--- Input ---
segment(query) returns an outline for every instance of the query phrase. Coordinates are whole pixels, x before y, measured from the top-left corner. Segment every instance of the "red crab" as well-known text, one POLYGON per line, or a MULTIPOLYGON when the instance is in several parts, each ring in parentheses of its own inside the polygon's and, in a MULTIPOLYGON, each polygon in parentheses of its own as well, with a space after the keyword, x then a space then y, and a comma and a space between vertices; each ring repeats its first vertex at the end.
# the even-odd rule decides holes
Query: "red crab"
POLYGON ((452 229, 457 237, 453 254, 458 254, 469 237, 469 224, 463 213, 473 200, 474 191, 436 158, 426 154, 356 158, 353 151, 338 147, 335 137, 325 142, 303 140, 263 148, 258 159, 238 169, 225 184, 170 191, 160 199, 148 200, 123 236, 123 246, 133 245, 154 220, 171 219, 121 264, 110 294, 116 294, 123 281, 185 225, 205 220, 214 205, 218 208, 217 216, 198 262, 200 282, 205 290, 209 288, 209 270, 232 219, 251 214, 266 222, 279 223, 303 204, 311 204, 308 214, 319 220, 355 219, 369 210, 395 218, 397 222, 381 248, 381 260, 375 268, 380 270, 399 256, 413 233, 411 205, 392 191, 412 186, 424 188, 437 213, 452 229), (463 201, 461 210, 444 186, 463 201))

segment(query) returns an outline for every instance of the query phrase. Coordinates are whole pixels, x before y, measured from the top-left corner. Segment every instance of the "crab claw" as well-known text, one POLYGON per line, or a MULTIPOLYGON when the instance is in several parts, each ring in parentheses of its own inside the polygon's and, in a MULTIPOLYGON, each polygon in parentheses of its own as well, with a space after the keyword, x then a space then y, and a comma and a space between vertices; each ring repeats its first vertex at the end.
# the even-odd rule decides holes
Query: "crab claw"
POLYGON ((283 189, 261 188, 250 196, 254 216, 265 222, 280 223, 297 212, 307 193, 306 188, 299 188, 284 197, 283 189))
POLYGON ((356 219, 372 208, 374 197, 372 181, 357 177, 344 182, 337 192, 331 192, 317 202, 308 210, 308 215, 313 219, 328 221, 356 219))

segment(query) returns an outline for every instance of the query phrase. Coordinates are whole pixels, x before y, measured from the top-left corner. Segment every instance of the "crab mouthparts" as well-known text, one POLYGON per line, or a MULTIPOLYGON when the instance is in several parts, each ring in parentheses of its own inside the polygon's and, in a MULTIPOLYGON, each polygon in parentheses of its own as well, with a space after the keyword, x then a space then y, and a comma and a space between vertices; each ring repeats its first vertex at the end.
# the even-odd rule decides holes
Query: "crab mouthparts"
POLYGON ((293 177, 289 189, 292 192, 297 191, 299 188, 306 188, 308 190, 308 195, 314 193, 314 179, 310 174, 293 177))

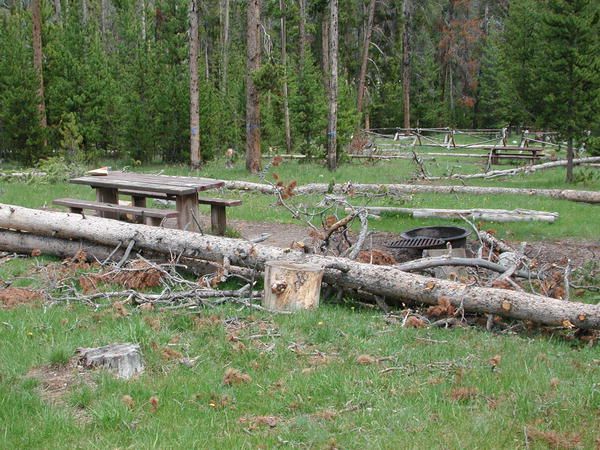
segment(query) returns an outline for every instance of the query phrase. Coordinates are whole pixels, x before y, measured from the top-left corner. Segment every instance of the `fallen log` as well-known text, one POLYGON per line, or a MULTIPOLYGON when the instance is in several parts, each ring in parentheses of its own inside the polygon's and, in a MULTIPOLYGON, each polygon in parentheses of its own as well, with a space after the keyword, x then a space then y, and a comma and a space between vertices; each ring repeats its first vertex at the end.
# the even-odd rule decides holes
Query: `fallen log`
MULTIPOLYGON (((577 159, 573 160, 573 165, 579 166, 582 164, 591 164, 591 163, 597 163, 597 162, 600 162, 600 156, 591 156, 588 158, 577 158, 577 159)), ((543 163, 543 164, 534 164, 534 165, 516 167, 514 169, 491 170, 489 172, 473 173, 473 174, 468 174, 468 175, 456 173, 454 175, 450 175, 447 177, 428 177, 428 179, 429 180, 449 180, 449 179, 472 180, 475 178, 489 179, 489 178, 513 176, 513 175, 517 175, 519 173, 533 173, 533 172, 537 172, 539 170, 553 169, 555 167, 566 167, 567 164, 568 164, 568 161, 566 159, 561 159, 558 161, 551 161, 551 162, 547 162, 547 163, 543 163)))
POLYGON ((370 214, 404 214, 418 219, 462 219, 486 220, 488 222, 554 222, 558 213, 528 209, 432 209, 397 208, 393 206, 366 206, 370 214))
MULTIPOLYGON (((424 269, 432 269, 434 267, 442 266, 477 267, 499 273, 506 272, 506 267, 481 258, 434 256, 430 258, 415 259, 414 261, 408 261, 395 265, 396 268, 405 272, 417 272, 424 269)), ((537 276, 537 274, 528 272, 526 270, 516 270, 513 275, 520 278, 535 278, 537 276)))
MULTIPOLYGON (((262 194, 274 194, 275 187, 269 184, 252 183, 249 181, 226 181, 225 188, 239 191, 260 192, 262 194)), ((505 188, 505 187, 481 187, 481 186, 435 186, 427 184, 336 184, 330 186, 325 183, 311 183, 298 186, 294 193, 305 194, 348 194, 356 192, 361 194, 391 195, 401 194, 468 194, 468 195, 526 195, 550 197, 558 200, 569 200, 572 202, 600 203, 600 192, 578 191, 575 189, 528 189, 528 188, 505 188)))
POLYGON ((363 290, 386 300, 437 305, 450 302, 467 312, 489 313, 545 325, 600 328, 600 305, 567 302, 504 289, 470 286, 373 266, 352 260, 307 255, 290 249, 254 244, 241 239, 200 235, 182 230, 129 224, 79 214, 34 210, 0 204, 0 228, 45 236, 86 239, 116 246, 135 242, 136 249, 182 254, 208 261, 227 257, 234 266, 262 270, 269 260, 320 265, 323 280, 343 289, 363 290))
POLYGON ((97 348, 78 348, 77 358, 84 367, 101 367, 119 378, 129 379, 144 371, 138 344, 110 344, 97 348))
---
* Task
Set out every record exactly, images excluded.

* Result below
segment(query) returns an outline for every instance of the query phrase. Coordinates are whole pixels, x before y, measured from the top-left corner. Segment every instance of the "red crab" as well-known text, one POLYGON per line, or a MULTIPOLYGON when the instance is in several parts, each ring in parentheses of its own inside the polygon's and, in a MULTIPOLYGON, each polygon in parentheses of its own as well, with a space after the keyword, x then a space then y, and a comma and a space between vertices; each ring repeats its first vertex at the end.
# the even-odd rule decides holes
Query: "red crab"
POLYGON ((452 229, 457 237, 453 254, 458 254, 469 237, 469 224, 463 213, 473 200, 474 191, 436 158, 426 154, 356 158, 353 151, 338 147, 335 137, 325 142, 303 140, 263 148, 258 159, 238 169, 225 184, 170 191, 160 199, 148 200, 123 236, 123 246, 133 245, 154 220, 171 219, 121 264, 110 294, 116 294, 123 281, 185 225, 205 220, 214 205, 218 208, 217 216, 198 262, 200 282, 205 290, 209 288, 209 270, 232 219, 251 214, 266 222, 279 223, 303 204, 311 204, 308 214, 319 220, 355 219, 369 210, 395 218, 397 222, 381 248, 381 260, 375 268, 380 270, 399 256, 413 233, 411 205, 392 191, 412 186, 424 188, 437 213, 452 229), (463 201, 461 210, 444 186, 463 201))

segment(query) returns an outline for every instance of the query phrase. Coordinates are whole pixels, x before y, measured from the top-left corner. Segment every instance of the "crab claw" as well-known text, one POLYGON per line, or a MULTIPOLYGON when the instance is in several parts, each ring in parentheses of its own inside the polygon's and, in a MULTIPOLYGON, each polygon in parentheses of its own as well, with a space after the keyword, x then a space then y, and a comma and a space between vertices; each ring repeats its first vertex at the end.
# the even-odd rule decides holes
Query: "crab claw"
POLYGON ((283 189, 261 188, 250 196, 254 216, 265 222, 280 223, 297 212, 307 193, 306 188, 299 188, 284 197, 283 189))
POLYGON ((356 219, 372 208, 374 197, 372 181, 357 177, 344 182, 337 192, 331 192, 317 202, 308 210, 308 215, 313 219, 328 221, 356 219))

segment(query) returns an outline for every instance of the query phrase. Coordinates are whole pixels, x before y, measured from the top-left corner. Segment every instance of the "crab mouthparts" as well-known text, one POLYGON per line, or a MULTIPOLYGON when the instance is in several parts, each ring in parentheses of its own inside the polygon's and, in a MULTIPOLYGON, each polygon in parentheses of its own as well, with a space after the keyword, x then a space then y, and a comma and a space between vertices; each ring repeats its first vertex at the end.
# the even-odd rule decides holes
Query: "crab mouthparts"
POLYGON ((293 177, 289 189, 292 192, 297 191, 299 188, 306 188, 308 190, 308 195, 314 193, 314 179, 310 174, 293 177))

segment(query) returns an outline for every instance of the query phrase. Coordinates are whole pixels, x before y, measured from the top-left corner. Segment every instance of the `fallen log` as well-known text, one POLYGON per line, or a MULTIPOLYGON when the instance is in several parts, each ring in parentheses of its own inside the polygon's and, in a MULTIPOLYGON, each polygon in parentheses of its own as well, with a space after the keyword, x then a space then y, and a comma and a space between vertices; each ring repeats its first vertex at the end.
# the even-odd rule decides holes
Query: `fallen log`
MULTIPOLYGON (((577 159, 573 160, 573 165, 579 166, 582 164, 591 164, 591 163, 597 163, 597 162, 600 162, 600 156, 591 156, 588 158, 577 158, 577 159)), ((543 163, 543 164, 534 164, 534 165, 516 167, 514 169, 491 170, 489 172, 473 173, 473 174, 468 174, 468 175, 456 173, 454 175, 450 175, 447 177, 428 177, 428 179, 429 180, 449 180, 449 179, 472 180, 475 178, 489 179, 489 178, 513 176, 513 175, 517 175, 519 173, 533 173, 533 172, 537 172, 539 170, 553 169, 555 167, 566 167, 567 164, 568 164, 568 161, 566 159, 561 159, 558 161, 551 161, 551 162, 547 162, 547 163, 543 163)))
POLYGON ((370 214, 404 214, 418 219, 462 219, 486 220, 488 222, 554 222, 558 213, 528 209, 432 209, 397 208, 393 206, 366 206, 370 214))
MULTIPOLYGON (((424 269, 432 269, 434 267, 442 266, 477 267, 499 273, 506 272, 506 267, 481 258, 434 256, 430 258, 415 259, 414 261, 408 261, 395 265, 396 268, 405 272, 417 272, 424 269)), ((537 276, 537 274, 528 272, 526 270, 516 270, 513 275, 520 278, 535 278, 537 276)))
MULTIPOLYGON (((262 194, 274 194, 275 187, 269 184, 252 183, 249 181, 226 181, 225 188, 239 191, 260 192, 262 194)), ((505 188, 505 187, 481 187, 481 186, 435 186, 427 184, 336 184, 330 186, 325 183, 311 183, 298 186, 294 193, 305 194, 348 194, 356 192, 361 194, 391 195, 401 194, 468 194, 468 195, 526 195, 550 197, 558 200, 569 200, 572 202, 600 203, 600 192, 578 191, 575 189, 528 189, 528 188, 505 188)))
POLYGON ((363 290, 386 300, 437 305, 450 302, 467 312, 489 313, 545 325, 600 328, 600 305, 567 302, 504 289, 470 286, 373 266, 352 260, 307 255, 290 249, 254 244, 241 239, 200 235, 182 230, 129 224, 79 214, 34 210, 0 204, 0 228, 45 236, 86 239, 116 246, 135 242, 136 249, 182 254, 208 261, 227 257, 234 266, 262 270, 269 260, 320 265, 323 280, 343 289, 363 290))
POLYGON ((97 348, 78 348, 77 358, 84 367, 101 367, 119 378, 129 379, 144 371, 138 344, 110 344, 97 348))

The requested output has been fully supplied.